- _Textauszug_:
Es ist fraglich, ob hier diese gesetzlichen Begründungsanforderungen erfüllt
sind und ob überhaupt eine rechtsgenügende Rüge vorliegt. Immerhin kann die in
der Beschwerdeschrift vorgebrachte Kritik bei wohlwollender Lesart sinngemäss
so verstanden werden, dass die von der Vorinstanz vertretene Auslegung der
bernischen Abschreibungsverordnung vom 18. Oktober 2000 (AbV/BE) gegen
übergeordnetes Bundesrecht (DBG, StHG) verstösst. Die Eintretensfrage kann aber
letztlich offenbleiben, weil die Beschwerde in der Sache ohnehin abzuweisen
ist.

2.
Die bernische Abschreibungsverordnung lässt Rückstellungen zu "für
Verpflichtungen, die im Geschäftsjahr bestehen" (Art. 1 Abs. 1 AbV/BE). Für
Garantie- und Gewährleistungspflichten sind Rückstellungen "auf dem
garantiepflichtigen Umsatz" ohne nähere Prüfung zu einem Pauschalsatz (1 % bzw.
2 %) zulässig, höhere Rückstellungen nur gegen Nachweis (Art. 1 Abs. 4 AbV/BE).
Umstritten ist, ob für die pauschale Berechnung der Rückstellungen nur der
Umsatz des laufenden Geschäftsjahrs oder auch derjenige der Vorjahre zu
berücksichtigen ist.

2.1 Bei der direkten Bundessteuer sind nach Art. 63 Abs. 1 DBG Rückstellungen
zu Lasten der Erfolgsrechnung zulässig für im Geschäftsjahr bestehende
Verpflichtungen, deren Höhe noch unbestimmt ist (lit. a); Verlustrisiken, die
mit Aktiven des Umlaufvermögens, insbesondere Waren und Debitoren, verbunden
sind (lit. b); andere unmittelbar drohende Verlustrisiken, die im Geschäftsjahr
bestehen (lit. c) und - unter gewissen Bedingungen - für künftige Forschungs-
und Entwicklungsaufträge (lit. d). Der Rückstellungsbegriff von Art. 63 DBG
erfasst damit neben eigentlichen Rückstellungen (vgl. Art. 669 OR) zusätzlich
auch Wertberichtigungen und Rücklagen zu Sonderzwecken. Die Rückstellungen
haben nur vorübergehenden Charakter. Auch wenn Rückstellungen in der
Folgeperiode erfolgswirksam aufgelöst (und dann allenfalls neu gebildet)

(Eine Reihe von Einträgen)
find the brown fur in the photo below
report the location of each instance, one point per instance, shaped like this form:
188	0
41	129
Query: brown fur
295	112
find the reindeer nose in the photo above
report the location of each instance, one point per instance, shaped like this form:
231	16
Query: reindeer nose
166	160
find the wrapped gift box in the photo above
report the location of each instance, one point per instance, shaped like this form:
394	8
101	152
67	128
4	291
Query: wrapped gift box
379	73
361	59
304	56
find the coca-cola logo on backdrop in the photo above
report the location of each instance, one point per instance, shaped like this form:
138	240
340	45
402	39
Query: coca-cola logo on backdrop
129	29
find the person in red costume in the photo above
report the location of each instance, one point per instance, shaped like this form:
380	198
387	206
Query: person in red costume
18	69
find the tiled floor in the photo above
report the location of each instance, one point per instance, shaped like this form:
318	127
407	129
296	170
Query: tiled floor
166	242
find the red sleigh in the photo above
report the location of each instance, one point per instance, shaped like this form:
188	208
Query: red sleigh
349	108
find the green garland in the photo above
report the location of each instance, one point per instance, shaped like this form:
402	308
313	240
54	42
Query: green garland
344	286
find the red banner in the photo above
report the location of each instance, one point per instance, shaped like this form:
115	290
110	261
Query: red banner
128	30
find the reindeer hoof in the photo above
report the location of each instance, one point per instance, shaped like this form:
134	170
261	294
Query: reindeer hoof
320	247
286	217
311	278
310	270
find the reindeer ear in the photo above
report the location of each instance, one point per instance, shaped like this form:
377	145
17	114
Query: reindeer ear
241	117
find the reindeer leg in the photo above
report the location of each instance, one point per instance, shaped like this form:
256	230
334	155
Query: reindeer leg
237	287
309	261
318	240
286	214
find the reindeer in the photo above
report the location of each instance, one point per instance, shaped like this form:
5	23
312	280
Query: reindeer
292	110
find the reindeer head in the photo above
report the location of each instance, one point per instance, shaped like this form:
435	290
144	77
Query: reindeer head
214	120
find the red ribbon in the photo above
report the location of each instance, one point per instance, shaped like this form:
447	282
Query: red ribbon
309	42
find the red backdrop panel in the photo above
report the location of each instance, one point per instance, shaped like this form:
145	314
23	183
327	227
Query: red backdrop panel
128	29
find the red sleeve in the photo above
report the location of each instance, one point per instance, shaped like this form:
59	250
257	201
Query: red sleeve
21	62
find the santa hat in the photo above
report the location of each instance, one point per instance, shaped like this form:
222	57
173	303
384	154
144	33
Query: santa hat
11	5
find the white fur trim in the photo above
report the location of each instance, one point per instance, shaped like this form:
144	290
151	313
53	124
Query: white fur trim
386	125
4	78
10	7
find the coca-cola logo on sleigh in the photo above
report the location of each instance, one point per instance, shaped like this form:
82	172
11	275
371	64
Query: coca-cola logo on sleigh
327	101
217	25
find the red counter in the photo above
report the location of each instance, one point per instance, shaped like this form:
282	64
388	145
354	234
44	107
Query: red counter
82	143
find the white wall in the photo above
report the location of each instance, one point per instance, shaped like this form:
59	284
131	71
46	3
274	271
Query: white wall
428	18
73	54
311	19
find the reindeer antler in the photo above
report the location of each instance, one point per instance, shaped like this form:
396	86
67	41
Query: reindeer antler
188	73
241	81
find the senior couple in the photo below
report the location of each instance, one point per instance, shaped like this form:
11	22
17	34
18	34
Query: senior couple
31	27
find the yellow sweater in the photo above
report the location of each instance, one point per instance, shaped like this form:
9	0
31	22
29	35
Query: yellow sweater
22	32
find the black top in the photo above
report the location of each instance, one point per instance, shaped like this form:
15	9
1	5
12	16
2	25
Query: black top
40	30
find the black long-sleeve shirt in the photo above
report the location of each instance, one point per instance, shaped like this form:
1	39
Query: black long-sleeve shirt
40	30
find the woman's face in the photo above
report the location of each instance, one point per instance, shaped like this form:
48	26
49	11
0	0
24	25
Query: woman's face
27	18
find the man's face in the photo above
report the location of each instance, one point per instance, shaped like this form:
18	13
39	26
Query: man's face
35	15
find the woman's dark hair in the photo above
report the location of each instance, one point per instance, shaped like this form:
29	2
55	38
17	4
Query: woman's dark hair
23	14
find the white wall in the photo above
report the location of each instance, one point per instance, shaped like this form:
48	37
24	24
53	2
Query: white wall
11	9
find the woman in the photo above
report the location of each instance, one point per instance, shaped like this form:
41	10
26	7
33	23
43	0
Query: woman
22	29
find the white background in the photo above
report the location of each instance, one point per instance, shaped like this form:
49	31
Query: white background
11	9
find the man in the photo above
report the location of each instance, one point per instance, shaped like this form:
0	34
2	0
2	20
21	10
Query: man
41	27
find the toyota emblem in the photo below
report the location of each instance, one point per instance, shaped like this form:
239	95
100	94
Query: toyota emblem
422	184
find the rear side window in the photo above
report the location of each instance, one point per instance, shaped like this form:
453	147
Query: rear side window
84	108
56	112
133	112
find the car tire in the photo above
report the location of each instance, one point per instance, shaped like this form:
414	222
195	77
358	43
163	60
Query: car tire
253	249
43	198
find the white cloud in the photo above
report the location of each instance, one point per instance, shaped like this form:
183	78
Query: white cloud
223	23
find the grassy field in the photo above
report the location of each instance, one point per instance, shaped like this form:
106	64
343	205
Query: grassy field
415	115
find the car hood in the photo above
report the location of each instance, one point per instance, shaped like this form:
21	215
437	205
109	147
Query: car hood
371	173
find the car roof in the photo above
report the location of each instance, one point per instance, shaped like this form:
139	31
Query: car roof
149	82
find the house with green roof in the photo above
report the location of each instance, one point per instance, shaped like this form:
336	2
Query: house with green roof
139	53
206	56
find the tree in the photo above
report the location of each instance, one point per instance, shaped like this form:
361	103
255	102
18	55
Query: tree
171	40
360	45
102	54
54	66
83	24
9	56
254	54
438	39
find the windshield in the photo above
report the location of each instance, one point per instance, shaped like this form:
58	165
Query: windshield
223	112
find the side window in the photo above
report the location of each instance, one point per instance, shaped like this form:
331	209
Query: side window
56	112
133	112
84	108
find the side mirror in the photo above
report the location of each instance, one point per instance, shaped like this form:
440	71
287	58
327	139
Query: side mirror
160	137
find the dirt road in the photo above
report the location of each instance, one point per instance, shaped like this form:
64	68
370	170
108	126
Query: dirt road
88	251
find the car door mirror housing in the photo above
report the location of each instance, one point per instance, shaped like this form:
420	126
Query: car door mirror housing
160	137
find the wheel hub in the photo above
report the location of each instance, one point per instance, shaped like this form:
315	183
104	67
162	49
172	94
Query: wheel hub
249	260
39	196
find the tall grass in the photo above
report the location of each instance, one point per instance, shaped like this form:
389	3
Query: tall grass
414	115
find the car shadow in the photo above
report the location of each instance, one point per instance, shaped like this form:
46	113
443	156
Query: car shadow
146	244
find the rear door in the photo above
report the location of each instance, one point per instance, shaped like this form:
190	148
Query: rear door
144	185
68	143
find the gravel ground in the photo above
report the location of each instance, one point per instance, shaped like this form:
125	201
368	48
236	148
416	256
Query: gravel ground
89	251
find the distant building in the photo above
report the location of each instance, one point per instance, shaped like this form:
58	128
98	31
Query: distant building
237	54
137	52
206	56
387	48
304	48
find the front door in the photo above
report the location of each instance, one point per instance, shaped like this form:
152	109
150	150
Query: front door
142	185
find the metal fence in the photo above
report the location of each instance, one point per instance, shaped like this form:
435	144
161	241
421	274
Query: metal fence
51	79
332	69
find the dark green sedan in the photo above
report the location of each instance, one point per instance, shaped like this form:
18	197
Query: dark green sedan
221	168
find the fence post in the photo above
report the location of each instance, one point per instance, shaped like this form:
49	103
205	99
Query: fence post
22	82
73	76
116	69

- _Aufgabe_: Von welchem Datum ist die bernische Abschreibungsverordnung laut dem Textauszug? Die Einträge stehen in keinem Zusammenhang mit dem Textauszug.

- _Lösung_: Vom 18. Oktober 2000.